TO DO - Render this sentence from the abstract on radiative cooling for photovoltaic cells in Spanish: "This approach is crucial, especially for daytime operation, where solar radiation often increases the device heat load."

[SELECTED EXTRACT]

Combined nano and micro structuring for enhanced radiative cooling and efficiency of photovoltaic cells

• Published in: Scientific reports Vol. 11; no. 1; p. 11552
• Main Authors: Perrakis, George, Tasolamprou, Anna C., Kenanakis, George, Economou, Eleftherios N., Tzortzakis, Stelios, Kafesaki, Maria
• Format: Journal Article
• Language: English
• Published: London Nature Publishing Group UK 02.06.2021; Nature Publishing Group; Nature Portfolio
• Subjects: 639/301/299/946; 639/4077/4072/4062; 639/4077/909/4101/4096/946; 639/624/1075/401; Cooling; Efficiency; Emissivity; Humanities and Social Sciences; multidisciplinary; Photovoltaic cells; Photovoltaics; Science; Science (multidisciplinary); Solar cells; Solar radiation; Wavelengths
• ISSN: 2045-2322; 2045-2322
• DOI: 10.1038/s41598-021-91061-1

Outdoor devices comprising materials with mid-IR emissions at the atmospheric window (8–13 μm) achieve passive heat dissipation to outer space (~ − 270 °C), besides the atmosphere, being suitable for cooling applications. Recent studies have shown that the micro-scale photonic patterning of such materials further enhances their spectral emissivity. This approach is crucial, especially for daytime operation, where solar radiation often increases the device heat load. However, micro-scale patterning is often sub-optimal for other wavelengths besides 8–13 μm, limiting the devices’ efficiency. Here, we show that the superposition of properly designed in-plane nano- and micro-scaled periodic patterns results in enhanced device performance in the case of solar cell applications. We apply this idea in scalable, few-micron-thick, and simple single-material (glass) radiative coolers on top of simple-planar Si substrates, where we show an ~ 25.4% solar absorption enhancement, combined with a ~  ≤ 5.8 °C temperature reduction. Utilizing a coupled opto-electro-thermal modeling we evaluate our nano-micro-scale cooler also in the case of selected, highly-efficient Si-based photovoltaic architectures, where we achieve an efficiency enhancement of ~ 3.1%, which is 2.3 times higher compared to common anti-reflection layers, while the operating temperature of the device also decreases. Besides the enhanced performance of our nano-micro-scale cooler, our approach of superimposing double- or multi-periodic gratings is generic and suitable in all cases where the performance of a device depends on its response on more than one frequency bands.

[/SELECTED EXTRACT]
[PROVIDED RECORDS]

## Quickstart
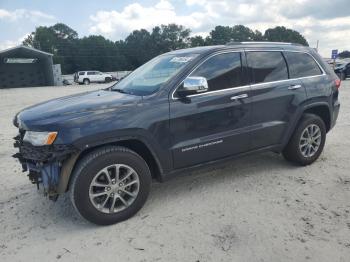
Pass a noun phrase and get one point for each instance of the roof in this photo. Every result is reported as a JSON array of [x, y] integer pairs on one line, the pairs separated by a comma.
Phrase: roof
[[233, 45], [24, 49]]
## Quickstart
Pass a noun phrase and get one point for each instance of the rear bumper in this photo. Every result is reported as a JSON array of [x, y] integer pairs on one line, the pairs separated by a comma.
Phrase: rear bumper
[[336, 108], [43, 163]]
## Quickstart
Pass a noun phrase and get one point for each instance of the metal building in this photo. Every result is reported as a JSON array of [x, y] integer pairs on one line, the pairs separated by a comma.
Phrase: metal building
[[24, 66]]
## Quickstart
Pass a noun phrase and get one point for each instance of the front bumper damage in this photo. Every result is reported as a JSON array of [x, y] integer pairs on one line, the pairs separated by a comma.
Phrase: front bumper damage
[[45, 164]]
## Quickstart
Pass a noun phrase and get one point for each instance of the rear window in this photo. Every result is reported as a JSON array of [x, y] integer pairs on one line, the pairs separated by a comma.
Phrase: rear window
[[267, 66], [302, 65]]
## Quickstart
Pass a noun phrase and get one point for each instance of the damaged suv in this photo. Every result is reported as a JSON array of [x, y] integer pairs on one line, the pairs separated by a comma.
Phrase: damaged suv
[[181, 110]]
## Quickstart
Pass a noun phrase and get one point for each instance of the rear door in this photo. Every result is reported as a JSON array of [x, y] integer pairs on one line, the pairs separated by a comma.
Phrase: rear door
[[275, 97], [215, 124]]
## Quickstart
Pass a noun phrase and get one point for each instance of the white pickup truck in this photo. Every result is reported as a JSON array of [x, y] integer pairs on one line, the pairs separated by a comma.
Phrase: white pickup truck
[[87, 77]]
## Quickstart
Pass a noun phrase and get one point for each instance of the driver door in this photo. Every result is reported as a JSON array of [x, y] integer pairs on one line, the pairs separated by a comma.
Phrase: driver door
[[214, 124]]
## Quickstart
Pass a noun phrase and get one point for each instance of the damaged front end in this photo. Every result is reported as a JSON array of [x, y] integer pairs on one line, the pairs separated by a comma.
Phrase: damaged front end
[[47, 164]]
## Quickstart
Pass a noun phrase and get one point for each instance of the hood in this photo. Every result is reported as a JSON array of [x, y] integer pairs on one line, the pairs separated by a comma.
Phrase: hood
[[74, 106]]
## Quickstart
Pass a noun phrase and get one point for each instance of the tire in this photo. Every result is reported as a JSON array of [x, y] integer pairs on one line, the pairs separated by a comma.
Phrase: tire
[[295, 151], [342, 76], [84, 175]]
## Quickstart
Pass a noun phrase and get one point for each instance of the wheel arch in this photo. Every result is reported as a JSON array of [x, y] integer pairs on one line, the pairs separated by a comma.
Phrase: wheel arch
[[137, 145], [320, 109]]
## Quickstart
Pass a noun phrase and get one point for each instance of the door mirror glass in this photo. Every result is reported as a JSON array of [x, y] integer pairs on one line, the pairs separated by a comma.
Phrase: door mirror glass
[[193, 85]]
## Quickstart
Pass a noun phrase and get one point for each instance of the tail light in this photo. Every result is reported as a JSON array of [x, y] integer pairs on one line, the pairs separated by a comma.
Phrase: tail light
[[337, 83]]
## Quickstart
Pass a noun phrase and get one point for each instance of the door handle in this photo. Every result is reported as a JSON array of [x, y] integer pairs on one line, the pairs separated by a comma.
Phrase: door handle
[[239, 96], [293, 87]]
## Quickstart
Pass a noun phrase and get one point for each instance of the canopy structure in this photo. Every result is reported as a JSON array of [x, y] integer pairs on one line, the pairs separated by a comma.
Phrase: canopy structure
[[23, 66]]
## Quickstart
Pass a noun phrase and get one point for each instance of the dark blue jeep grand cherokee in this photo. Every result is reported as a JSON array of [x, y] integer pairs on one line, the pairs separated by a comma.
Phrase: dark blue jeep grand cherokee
[[183, 109]]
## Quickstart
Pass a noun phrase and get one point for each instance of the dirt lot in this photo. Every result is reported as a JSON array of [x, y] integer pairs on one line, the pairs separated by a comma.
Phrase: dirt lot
[[257, 208]]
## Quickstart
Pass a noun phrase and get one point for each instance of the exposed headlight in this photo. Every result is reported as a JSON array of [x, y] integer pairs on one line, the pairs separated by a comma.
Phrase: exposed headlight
[[40, 138]]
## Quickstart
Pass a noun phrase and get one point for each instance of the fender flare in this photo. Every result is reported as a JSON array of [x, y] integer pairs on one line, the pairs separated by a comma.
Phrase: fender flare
[[69, 164]]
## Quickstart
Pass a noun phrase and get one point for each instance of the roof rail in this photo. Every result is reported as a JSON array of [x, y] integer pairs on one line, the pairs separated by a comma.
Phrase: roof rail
[[260, 42]]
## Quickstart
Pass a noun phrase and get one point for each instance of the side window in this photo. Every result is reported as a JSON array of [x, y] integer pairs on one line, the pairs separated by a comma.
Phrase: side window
[[301, 65], [222, 71], [267, 66]]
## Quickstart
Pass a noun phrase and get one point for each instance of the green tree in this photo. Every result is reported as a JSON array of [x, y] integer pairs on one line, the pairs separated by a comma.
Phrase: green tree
[[220, 35], [344, 54], [282, 34]]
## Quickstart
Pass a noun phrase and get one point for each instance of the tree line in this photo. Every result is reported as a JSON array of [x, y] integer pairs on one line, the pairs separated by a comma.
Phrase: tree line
[[95, 52]]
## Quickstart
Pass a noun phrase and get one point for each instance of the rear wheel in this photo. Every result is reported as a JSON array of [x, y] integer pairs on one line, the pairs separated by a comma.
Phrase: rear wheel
[[342, 76], [110, 185], [307, 141]]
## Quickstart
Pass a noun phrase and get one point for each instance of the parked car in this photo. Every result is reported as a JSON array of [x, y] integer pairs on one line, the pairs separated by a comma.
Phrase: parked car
[[342, 70], [182, 110], [87, 77]]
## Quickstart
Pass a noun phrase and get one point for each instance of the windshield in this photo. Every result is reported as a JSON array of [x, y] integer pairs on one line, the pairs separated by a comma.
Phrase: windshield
[[150, 77], [340, 65]]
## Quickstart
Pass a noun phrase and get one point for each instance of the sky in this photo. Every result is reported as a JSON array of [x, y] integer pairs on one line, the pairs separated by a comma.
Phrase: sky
[[323, 20]]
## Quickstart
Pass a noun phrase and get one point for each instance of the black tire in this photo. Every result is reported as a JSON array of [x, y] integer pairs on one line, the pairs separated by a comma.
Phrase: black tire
[[293, 153], [90, 165], [342, 76]]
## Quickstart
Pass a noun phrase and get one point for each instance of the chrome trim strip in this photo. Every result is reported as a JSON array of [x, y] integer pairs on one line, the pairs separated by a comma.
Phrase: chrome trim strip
[[252, 85]]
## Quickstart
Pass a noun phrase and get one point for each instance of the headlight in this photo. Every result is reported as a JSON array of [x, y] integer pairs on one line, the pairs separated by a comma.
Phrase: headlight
[[40, 138]]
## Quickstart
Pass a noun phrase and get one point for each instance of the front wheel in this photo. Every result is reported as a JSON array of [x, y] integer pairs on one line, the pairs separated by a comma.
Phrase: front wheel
[[110, 185], [307, 141]]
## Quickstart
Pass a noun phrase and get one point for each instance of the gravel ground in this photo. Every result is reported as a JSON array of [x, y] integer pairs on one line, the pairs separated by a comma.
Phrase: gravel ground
[[257, 208]]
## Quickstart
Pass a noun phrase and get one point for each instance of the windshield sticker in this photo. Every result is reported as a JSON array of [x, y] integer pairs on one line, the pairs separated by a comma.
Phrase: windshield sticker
[[181, 59]]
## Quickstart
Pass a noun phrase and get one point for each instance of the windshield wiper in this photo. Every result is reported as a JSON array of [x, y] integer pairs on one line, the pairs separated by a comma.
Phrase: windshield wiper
[[118, 90]]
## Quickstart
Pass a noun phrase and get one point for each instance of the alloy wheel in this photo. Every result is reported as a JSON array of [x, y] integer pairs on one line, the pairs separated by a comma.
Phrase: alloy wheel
[[114, 188], [310, 140]]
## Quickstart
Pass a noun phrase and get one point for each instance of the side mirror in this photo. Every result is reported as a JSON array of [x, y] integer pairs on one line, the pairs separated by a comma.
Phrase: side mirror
[[193, 85]]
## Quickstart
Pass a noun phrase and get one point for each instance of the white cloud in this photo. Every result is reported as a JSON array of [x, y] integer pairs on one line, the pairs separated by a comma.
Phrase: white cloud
[[12, 43], [117, 25], [32, 15]]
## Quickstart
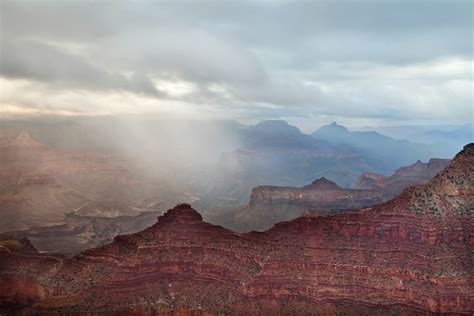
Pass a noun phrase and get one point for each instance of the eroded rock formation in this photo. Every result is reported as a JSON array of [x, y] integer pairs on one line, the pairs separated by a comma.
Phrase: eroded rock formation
[[412, 254]]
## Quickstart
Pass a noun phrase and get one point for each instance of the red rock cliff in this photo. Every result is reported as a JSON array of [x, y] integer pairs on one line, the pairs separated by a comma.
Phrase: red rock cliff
[[412, 254]]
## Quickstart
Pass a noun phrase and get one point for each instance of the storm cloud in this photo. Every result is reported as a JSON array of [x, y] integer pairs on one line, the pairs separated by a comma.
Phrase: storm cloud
[[381, 60]]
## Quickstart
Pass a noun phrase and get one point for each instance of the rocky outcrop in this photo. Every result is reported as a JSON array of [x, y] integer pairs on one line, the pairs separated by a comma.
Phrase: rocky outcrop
[[39, 185], [272, 204], [410, 255], [404, 177]]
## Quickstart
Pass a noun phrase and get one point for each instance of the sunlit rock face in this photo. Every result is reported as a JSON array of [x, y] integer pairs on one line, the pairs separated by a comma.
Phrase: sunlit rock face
[[412, 254], [40, 185]]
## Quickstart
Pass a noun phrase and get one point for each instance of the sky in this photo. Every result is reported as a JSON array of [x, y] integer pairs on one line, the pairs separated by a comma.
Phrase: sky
[[309, 62]]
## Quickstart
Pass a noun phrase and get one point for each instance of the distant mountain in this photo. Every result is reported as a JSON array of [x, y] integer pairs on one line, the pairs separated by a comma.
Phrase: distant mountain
[[39, 185], [276, 153], [443, 140], [389, 152]]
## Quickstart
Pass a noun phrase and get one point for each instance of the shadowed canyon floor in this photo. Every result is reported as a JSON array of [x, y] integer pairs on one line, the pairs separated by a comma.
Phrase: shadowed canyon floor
[[412, 254]]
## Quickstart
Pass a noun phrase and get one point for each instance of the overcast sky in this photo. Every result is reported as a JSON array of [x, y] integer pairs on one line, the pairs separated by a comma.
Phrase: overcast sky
[[358, 62]]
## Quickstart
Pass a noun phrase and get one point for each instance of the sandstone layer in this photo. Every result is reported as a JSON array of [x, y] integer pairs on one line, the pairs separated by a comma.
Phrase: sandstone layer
[[412, 254]]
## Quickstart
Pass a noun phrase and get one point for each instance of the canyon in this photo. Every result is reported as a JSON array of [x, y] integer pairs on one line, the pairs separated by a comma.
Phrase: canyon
[[409, 255], [272, 204]]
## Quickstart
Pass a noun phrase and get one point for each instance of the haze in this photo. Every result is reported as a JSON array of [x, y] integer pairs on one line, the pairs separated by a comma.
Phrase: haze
[[360, 63]]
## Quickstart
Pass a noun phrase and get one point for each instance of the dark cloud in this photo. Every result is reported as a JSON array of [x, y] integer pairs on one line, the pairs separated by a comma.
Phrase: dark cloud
[[290, 57]]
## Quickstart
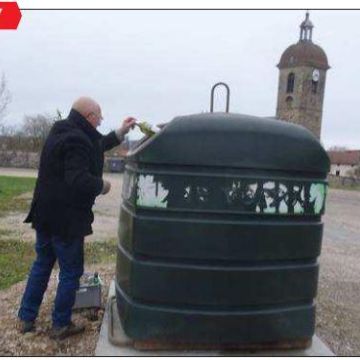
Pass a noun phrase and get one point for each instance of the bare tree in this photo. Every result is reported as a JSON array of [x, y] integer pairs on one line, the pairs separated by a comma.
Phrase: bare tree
[[36, 128], [5, 98]]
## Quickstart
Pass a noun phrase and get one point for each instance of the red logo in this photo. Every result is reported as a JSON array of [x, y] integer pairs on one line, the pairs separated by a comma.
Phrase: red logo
[[10, 15]]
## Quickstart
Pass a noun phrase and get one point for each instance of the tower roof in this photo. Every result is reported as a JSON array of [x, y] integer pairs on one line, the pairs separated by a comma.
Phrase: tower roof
[[304, 52]]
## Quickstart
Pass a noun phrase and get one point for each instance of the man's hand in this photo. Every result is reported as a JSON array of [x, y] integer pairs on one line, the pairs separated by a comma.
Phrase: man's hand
[[127, 124], [106, 187]]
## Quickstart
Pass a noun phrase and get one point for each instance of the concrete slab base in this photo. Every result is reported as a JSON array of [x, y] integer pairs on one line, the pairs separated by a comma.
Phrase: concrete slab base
[[114, 342]]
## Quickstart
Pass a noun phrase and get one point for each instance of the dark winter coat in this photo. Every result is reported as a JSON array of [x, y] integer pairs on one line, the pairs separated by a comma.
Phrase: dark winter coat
[[70, 177]]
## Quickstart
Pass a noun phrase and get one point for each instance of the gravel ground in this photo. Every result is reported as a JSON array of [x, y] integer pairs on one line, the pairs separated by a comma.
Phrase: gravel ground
[[338, 301], [38, 342]]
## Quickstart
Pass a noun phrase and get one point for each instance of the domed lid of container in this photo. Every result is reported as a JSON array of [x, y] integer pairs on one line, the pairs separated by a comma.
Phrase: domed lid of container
[[234, 141]]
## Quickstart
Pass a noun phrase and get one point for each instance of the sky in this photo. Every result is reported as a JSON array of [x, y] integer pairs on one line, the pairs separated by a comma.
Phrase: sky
[[155, 65]]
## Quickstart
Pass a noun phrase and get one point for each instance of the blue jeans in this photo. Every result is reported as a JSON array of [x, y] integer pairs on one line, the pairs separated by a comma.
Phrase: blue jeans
[[70, 256]]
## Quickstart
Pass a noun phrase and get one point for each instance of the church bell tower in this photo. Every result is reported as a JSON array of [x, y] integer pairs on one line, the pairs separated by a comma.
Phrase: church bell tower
[[301, 89]]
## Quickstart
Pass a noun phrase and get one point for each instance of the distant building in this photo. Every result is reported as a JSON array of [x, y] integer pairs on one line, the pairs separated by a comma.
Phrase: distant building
[[344, 162], [302, 76]]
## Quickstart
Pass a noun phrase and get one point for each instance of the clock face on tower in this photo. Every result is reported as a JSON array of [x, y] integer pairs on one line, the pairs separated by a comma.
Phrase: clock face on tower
[[316, 75]]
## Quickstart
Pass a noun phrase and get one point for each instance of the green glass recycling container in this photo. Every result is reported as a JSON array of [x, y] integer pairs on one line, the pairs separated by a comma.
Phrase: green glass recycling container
[[220, 231]]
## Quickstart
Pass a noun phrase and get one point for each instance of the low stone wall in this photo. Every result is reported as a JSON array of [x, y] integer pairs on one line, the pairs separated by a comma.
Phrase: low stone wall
[[30, 160], [345, 181], [19, 159]]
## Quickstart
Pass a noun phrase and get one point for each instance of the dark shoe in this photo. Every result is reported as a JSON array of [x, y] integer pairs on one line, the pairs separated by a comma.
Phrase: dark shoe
[[27, 326], [60, 333]]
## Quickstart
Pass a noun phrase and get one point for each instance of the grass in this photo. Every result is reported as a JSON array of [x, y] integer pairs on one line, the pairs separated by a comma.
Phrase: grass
[[15, 260], [10, 188], [345, 187], [16, 257]]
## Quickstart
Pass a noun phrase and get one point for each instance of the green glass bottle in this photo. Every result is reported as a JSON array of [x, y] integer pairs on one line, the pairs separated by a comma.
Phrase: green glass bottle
[[145, 128]]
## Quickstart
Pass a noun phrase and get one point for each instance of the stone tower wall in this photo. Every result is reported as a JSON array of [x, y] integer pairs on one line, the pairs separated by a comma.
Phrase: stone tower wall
[[306, 107]]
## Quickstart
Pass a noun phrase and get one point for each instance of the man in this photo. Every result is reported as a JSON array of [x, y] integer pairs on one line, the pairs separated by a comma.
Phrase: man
[[69, 180]]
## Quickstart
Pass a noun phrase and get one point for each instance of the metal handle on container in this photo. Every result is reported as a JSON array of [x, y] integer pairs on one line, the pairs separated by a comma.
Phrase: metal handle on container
[[227, 96]]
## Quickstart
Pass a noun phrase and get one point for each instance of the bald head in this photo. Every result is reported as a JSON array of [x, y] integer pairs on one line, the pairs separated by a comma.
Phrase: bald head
[[89, 109]]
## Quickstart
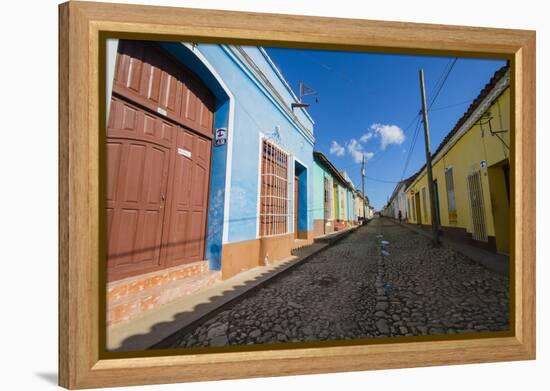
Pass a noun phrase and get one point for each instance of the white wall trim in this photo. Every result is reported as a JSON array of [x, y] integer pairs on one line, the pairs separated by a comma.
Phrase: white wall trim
[[111, 49], [491, 97], [287, 113], [230, 130]]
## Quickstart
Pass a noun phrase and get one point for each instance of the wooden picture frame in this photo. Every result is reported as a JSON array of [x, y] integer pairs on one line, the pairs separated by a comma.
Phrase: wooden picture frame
[[82, 28]]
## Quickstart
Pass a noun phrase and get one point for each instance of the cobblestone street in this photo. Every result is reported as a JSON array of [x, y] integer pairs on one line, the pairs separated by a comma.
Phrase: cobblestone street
[[351, 291]]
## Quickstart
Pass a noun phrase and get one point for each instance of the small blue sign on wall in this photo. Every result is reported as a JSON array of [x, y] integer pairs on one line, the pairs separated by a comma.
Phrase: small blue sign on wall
[[221, 136]]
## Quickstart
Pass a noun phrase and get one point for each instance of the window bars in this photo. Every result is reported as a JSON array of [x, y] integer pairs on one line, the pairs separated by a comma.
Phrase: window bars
[[274, 198]]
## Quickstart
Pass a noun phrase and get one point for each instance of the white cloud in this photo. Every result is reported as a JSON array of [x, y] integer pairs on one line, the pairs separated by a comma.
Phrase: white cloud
[[355, 149], [389, 134], [337, 149], [366, 137]]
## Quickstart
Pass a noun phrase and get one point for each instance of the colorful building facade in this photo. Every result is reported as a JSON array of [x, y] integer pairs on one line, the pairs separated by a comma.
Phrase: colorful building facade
[[335, 199], [471, 172]]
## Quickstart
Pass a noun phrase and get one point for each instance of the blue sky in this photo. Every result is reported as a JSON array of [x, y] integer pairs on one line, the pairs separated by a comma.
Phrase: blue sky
[[368, 104]]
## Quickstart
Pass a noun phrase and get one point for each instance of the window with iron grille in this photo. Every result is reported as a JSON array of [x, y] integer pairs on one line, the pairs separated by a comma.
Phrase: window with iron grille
[[424, 204], [274, 198], [327, 197], [449, 181]]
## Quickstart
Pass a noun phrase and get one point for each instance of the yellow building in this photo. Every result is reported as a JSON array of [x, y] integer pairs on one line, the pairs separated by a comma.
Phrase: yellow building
[[471, 173]]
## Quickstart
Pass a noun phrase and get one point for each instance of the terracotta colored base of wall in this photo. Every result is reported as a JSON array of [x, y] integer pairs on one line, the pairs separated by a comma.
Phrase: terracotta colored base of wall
[[132, 296], [459, 234], [240, 256]]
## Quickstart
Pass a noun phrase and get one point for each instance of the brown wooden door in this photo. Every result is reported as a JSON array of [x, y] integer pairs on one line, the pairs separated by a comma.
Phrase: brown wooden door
[[158, 163], [295, 207]]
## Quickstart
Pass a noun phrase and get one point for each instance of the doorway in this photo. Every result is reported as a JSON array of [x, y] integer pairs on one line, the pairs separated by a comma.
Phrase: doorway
[[499, 186], [159, 139]]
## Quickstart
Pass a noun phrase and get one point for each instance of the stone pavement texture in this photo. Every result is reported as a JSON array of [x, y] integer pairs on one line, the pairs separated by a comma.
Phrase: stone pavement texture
[[352, 291]]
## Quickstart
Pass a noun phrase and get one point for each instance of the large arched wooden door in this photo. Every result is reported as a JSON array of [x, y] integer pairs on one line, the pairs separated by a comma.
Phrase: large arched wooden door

[/PROVIDED RECORDS]

EXERCISE RESPONSE - Este enfoque es crucial, especialmente para el funcionamiento diurno, cuando la radiación solar a menudo aumenta la carga térmica del dispositivo.